▶ Kutipan terpilih:
Candy Crush: is it a model for online courses?

http://www.mbu.edu/online/wp-content/uploads/2011/01/blogging-336376a.jpg

Permainan di smartphone (mobile game) seringkali menyebabkan kecanduan para pemainnya, siang malam bermain demi menyelesaikan suatu misi, salah satunya adalah permainan Candy Crush, suatu permainan tile-matching puzzle berbentuk permen yang populer dimainkan anak muda, bahkan ibu rumah tangga. Konsep permainan ini pemain diharuskan menyelesaikan misi tertentu di setiap levelnya. Ada 1,825 level yang harus ditempuh pemain untuk mencapai puncak permainan. Pemain tidak bisa menuju level selanjutnya, jika belum menyelesaikan permainan di level sebelumnya. Sederhana tapi berefek candu.

Peneliti ibu dan anak, Evangeline dan Maria Varoniz, dari Ohio’s University of Akron, berpendapat bahwa banyak fitur di Candy Crush dapat diadaptasi sebagai desain program online course oleh para penyusun kurikulum. Makalah ini dipublikasikan di International Journal of Information and Learning Technology.

Dosen sekarang mungkin harus berkompetisi dengan Candy Crush dan game mobile  lainnya untuk mendapatkan perhatian mahasiswanya. Tapi artikel terbaru berpendapat bahwa, jauh  dari komplain tentang tile-matching puzzle, akademisi seharusnya dapat memanfaatkan daya tarik dan efek kecanduan dari permainan ini untuk pengembangan online course. Faktanya, bahwa kepatuhan peserta mengikuti online course dirasa masih kurang.

Pembuat game Candy Crush, menyajikan konten game yang mudah diidentifikasi dan menarik, tersusun ringkas, dan terdapat tujuan yang jelas di setiap levelnya. Desain ini dapat ditiru bagi pengembang online course sehingga peserta dibuat tertarik dan  tidak bosan dengan tatap muka (interface)online course.

Fitur lain yang dapat ditiru adalah para pemain game hanya diijinkan mengakses level tertentu hanya jika dia sudah menyelesaikan level sebelumnya. Fitur ini jika diterapkan maka peserta diijinkan mengakses pembelajaran selanjutnya hanya jika dia telah  menyelesaikan tugas dan pembelajaran di tingkat itu, sehingga dosen dapat mengevaluasi dan memastikan kemajuan pembelajaran setiap peserta.

▶ Pertanyaan dijawab:
1/ Ketik ulang sebagian artikel tentang Candy Crush, mulai dari "Dosen sekarang mungkin" dan terus hingga "dirasa masih kurang.", tanpa perubahan apa pun.
2/ Menurut artikel tentang Candy Crush, di jurnal apa makalah Evangeline dan Maria Varoniz dipublikasikan?
Catatan yang menyusul tidak berperan dalam hal ini.

▶ Data tersedia:
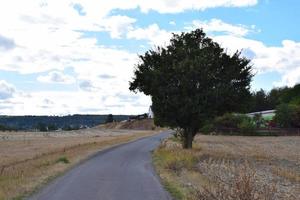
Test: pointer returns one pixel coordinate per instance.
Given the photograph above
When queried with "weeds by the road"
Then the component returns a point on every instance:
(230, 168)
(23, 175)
...
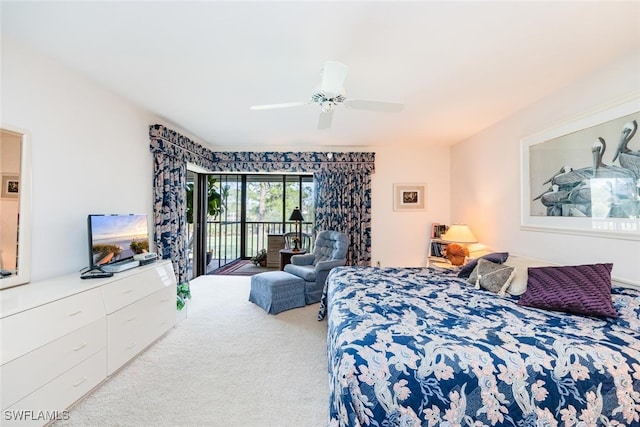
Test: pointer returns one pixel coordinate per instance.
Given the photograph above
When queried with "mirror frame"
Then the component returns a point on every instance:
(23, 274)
--
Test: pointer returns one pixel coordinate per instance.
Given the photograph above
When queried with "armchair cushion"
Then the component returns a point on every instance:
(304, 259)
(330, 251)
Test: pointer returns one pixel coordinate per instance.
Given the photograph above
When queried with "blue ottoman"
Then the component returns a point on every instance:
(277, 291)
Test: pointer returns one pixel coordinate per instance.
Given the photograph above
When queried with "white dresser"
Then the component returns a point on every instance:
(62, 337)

▶ Hasil berurutan:
1/
Dosen sekarang mungkin harus berkompetisi dengan Candy Crush dan game mobile  lainnya untuk mendapatkan perhatian mahasiswanya. Tapi artikel terbaru berpendapat bahwa, jauh  dari komplain tentang tile-matching puzzle, akademisi seharusnya dapat memanfaatkan daya tarik dan efek kecanduan dari permainan ini untuk pengembangan online course. Faktanya, bahwa kepatuhan peserta mengikuti online course dirasa masih kurang.

2/ Makalah itu dipublikasikan di International Journal of Information and Learning Technology.